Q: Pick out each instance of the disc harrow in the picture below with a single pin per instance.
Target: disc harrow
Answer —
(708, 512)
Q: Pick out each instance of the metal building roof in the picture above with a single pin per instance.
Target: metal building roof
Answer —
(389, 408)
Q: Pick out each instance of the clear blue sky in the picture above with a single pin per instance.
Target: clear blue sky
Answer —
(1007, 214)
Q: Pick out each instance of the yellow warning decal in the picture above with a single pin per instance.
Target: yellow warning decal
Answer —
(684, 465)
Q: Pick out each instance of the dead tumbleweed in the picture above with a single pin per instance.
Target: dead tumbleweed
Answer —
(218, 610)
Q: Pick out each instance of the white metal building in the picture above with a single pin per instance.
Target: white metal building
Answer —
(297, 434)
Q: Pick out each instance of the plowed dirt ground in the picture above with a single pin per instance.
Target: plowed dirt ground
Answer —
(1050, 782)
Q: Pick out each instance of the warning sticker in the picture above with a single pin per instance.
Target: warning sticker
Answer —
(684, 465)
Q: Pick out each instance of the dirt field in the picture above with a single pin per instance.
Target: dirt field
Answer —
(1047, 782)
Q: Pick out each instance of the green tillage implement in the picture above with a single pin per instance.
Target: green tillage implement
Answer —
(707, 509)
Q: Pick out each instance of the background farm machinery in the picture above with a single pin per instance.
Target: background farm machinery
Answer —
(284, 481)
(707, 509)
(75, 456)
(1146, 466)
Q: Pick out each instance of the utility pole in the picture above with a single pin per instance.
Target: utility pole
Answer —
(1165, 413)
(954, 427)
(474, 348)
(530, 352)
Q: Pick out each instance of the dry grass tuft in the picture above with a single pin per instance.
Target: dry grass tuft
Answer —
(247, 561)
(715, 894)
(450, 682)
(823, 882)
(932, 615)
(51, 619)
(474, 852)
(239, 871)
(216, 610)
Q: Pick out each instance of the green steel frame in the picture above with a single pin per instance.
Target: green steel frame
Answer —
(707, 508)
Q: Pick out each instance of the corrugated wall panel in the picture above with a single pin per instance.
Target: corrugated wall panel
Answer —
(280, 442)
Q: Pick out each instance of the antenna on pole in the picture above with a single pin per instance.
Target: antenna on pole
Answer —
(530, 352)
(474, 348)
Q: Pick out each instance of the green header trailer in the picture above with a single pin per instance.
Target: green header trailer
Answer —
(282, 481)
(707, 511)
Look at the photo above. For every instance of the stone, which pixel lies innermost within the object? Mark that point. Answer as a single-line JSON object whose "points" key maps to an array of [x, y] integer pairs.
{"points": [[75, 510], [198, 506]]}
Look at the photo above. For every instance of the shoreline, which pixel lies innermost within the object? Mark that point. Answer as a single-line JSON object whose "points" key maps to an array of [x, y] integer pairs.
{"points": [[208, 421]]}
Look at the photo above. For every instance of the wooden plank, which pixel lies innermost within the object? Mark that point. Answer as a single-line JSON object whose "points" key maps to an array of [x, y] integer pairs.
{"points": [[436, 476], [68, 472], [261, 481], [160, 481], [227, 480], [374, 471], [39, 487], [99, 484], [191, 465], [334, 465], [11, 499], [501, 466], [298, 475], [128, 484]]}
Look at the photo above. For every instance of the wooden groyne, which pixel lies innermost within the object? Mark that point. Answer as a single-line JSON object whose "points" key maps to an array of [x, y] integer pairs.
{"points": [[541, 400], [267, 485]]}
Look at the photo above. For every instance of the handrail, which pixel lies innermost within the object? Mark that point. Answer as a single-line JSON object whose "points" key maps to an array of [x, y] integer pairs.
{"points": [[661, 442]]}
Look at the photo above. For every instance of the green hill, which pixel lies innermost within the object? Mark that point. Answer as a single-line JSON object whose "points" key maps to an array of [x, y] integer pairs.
--------------------
A single number is needed: the count of lines in the records that contain "trailer".

- [REPLY TO THE EXERCISE] 2